▸ **GIVEN DATA**

....................

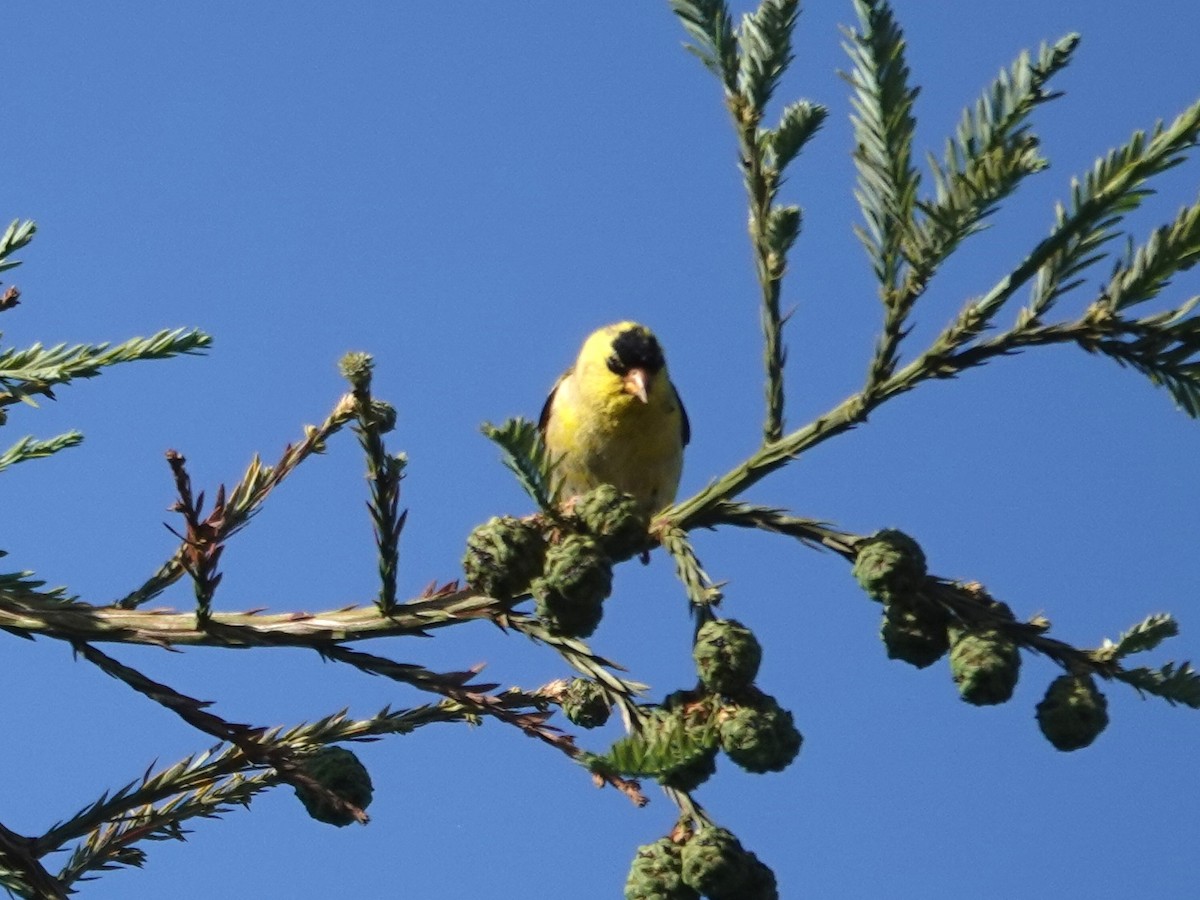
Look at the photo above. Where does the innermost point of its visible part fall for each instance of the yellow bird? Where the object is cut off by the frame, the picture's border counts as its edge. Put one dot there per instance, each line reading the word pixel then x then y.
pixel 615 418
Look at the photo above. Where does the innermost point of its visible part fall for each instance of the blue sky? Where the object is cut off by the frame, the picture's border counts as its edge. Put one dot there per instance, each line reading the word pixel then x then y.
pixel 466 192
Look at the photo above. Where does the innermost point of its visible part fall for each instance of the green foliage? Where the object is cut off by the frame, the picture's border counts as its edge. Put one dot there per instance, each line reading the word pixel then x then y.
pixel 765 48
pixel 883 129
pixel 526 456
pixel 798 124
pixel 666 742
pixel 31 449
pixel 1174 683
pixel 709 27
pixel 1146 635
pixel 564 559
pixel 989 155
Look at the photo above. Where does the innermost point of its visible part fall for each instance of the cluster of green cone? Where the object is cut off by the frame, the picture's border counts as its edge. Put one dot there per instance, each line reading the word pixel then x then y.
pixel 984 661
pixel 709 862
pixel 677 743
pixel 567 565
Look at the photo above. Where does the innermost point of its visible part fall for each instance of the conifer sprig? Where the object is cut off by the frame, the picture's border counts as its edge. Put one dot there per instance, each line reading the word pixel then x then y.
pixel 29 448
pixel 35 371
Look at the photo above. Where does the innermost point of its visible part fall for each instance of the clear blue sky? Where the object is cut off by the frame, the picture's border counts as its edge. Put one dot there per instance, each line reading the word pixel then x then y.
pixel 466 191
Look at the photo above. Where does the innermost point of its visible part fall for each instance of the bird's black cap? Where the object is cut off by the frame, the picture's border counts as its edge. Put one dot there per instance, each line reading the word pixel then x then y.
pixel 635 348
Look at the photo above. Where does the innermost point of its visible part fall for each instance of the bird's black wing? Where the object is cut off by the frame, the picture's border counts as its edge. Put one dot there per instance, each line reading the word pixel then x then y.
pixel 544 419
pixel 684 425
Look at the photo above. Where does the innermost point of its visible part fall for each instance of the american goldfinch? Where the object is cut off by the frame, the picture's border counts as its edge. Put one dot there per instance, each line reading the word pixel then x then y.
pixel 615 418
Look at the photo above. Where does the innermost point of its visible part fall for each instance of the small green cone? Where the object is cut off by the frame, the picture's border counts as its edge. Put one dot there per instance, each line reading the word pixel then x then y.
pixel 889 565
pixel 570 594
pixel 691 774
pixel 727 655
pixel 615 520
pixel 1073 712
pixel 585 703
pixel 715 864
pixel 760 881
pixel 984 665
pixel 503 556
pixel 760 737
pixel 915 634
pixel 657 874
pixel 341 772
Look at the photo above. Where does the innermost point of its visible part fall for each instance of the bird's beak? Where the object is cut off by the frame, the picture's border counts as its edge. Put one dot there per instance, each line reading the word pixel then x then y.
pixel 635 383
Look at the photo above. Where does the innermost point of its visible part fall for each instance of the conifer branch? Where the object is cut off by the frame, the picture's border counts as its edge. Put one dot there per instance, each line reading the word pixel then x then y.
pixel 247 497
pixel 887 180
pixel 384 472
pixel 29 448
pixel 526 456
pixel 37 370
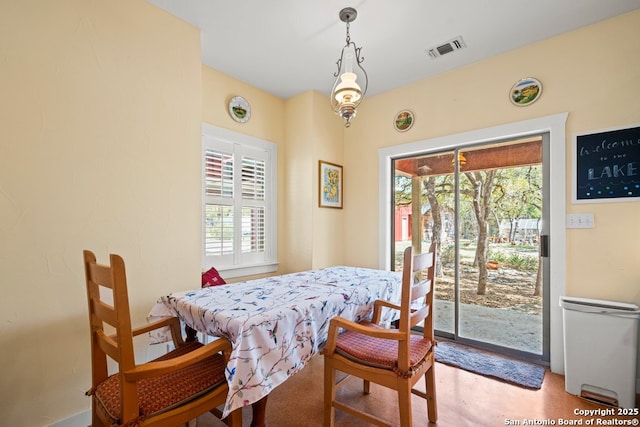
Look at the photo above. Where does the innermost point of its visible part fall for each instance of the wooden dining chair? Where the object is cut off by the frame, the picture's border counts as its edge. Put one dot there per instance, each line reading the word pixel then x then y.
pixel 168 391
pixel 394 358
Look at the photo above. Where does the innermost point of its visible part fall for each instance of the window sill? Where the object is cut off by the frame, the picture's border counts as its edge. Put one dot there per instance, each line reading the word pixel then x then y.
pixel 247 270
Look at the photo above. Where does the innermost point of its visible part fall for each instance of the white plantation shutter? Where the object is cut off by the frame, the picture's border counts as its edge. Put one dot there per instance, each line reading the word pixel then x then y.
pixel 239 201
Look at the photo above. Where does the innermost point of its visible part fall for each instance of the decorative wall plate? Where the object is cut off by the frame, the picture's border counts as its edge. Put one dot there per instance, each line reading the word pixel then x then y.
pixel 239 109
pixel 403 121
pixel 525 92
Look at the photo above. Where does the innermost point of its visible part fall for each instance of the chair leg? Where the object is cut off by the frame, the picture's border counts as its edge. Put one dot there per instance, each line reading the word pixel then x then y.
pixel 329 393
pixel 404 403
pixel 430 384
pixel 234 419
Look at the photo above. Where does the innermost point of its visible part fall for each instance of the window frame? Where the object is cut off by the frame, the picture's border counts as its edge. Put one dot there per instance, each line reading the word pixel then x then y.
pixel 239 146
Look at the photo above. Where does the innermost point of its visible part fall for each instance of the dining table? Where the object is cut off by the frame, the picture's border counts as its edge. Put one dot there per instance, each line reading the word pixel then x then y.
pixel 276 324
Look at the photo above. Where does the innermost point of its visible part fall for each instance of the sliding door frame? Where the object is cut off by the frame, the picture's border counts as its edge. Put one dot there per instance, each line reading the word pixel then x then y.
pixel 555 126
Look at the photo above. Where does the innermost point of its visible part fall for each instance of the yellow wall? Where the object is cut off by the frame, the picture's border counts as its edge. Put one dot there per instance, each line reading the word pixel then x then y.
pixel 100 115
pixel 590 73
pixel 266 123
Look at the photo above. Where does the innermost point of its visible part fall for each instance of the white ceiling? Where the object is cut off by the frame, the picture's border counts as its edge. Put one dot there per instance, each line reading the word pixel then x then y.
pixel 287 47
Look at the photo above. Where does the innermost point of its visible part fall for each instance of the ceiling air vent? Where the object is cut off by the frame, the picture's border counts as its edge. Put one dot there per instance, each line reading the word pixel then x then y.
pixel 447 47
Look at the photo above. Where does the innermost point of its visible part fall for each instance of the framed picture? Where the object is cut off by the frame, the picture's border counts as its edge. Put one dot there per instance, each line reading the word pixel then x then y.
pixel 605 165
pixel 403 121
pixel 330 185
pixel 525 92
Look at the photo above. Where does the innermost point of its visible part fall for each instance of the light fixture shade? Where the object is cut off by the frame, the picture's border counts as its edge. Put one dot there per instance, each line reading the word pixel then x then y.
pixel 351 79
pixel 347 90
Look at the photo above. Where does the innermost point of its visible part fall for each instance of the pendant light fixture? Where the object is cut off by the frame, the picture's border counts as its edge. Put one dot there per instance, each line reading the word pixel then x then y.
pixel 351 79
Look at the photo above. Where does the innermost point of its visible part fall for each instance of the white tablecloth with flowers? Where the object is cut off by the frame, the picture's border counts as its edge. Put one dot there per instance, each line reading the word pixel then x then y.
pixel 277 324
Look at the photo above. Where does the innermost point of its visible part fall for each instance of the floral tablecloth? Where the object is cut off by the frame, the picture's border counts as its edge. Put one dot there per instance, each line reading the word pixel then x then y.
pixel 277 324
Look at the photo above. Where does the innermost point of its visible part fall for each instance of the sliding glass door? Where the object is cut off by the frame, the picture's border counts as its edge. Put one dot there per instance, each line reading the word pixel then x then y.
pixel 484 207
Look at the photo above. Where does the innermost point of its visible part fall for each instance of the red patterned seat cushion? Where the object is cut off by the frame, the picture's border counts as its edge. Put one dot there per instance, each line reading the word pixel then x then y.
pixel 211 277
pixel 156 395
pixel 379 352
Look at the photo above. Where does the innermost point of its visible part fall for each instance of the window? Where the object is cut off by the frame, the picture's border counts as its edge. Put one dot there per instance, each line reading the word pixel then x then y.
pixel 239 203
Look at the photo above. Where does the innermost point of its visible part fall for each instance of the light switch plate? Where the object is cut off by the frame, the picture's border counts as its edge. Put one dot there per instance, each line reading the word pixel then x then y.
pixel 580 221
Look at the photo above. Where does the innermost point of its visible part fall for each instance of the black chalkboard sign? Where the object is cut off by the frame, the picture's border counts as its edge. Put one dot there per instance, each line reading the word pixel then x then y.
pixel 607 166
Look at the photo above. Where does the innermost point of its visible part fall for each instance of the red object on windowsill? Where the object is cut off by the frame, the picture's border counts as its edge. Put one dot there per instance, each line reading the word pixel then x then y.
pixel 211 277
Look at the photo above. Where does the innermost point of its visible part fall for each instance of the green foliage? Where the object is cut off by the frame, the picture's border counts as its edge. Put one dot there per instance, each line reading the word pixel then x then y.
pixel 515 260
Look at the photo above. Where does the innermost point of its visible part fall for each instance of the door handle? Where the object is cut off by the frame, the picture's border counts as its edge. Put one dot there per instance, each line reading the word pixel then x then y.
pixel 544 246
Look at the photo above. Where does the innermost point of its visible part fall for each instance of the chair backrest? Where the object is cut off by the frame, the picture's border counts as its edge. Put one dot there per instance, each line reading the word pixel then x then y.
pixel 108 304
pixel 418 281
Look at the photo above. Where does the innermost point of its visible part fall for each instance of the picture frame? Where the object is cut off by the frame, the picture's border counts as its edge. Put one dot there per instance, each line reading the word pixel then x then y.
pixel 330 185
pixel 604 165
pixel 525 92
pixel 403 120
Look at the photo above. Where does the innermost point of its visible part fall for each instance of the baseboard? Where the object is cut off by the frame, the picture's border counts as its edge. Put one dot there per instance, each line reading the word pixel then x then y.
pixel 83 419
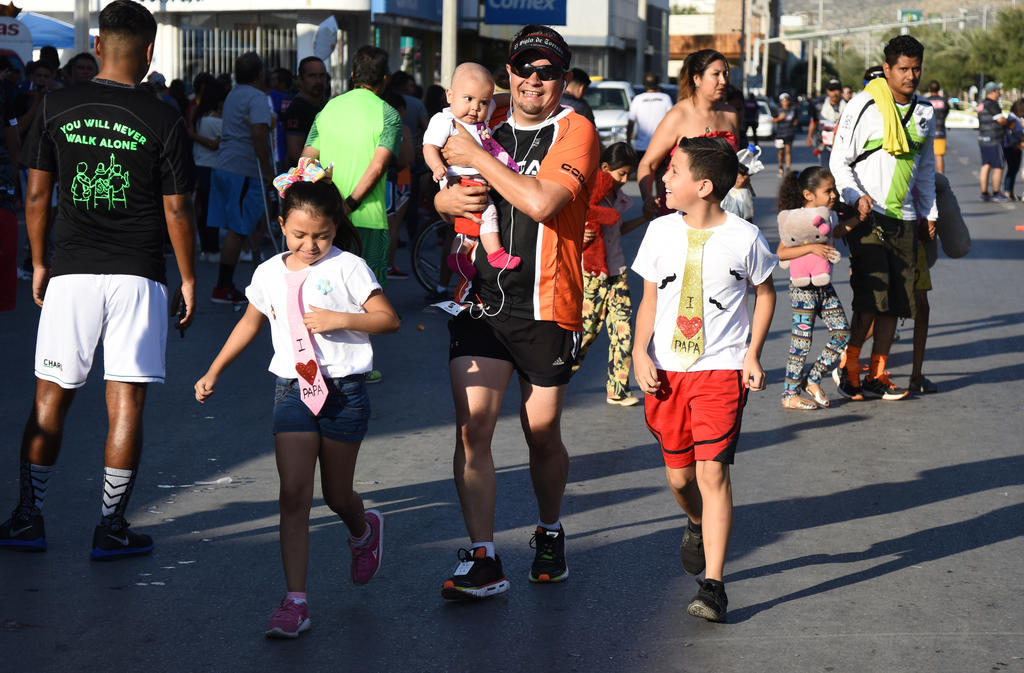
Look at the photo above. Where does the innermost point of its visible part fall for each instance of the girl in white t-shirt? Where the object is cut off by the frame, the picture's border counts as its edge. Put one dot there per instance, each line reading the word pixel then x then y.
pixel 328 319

....................

▸ **REQUIREMENT**
Transcribe the part of these lines that opens with the line containing "the sliding glass" and closes with the line containing "pixel 379 352", both of those lines included.

▸ **EXERCISE ANSWER**
Look at the photo above. Where does the innermost point of its visible part fall for each instance of the sliding glass door? Where the object is cut off by the frame, the picture's border counts as its edge. Put one dot there per instance, each line reading the word pixel then x then y.
pixel 484 207
Look at the photo above. Where does the innermost point of its visible part fall for each instance of the red patterned seat cushion? Where the object is cut off by the frame, the picture's border counts as its edge. Put one dot there per instance, each line reading the word pixel then x then y.
pixel 211 277
pixel 156 395
pixel 379 352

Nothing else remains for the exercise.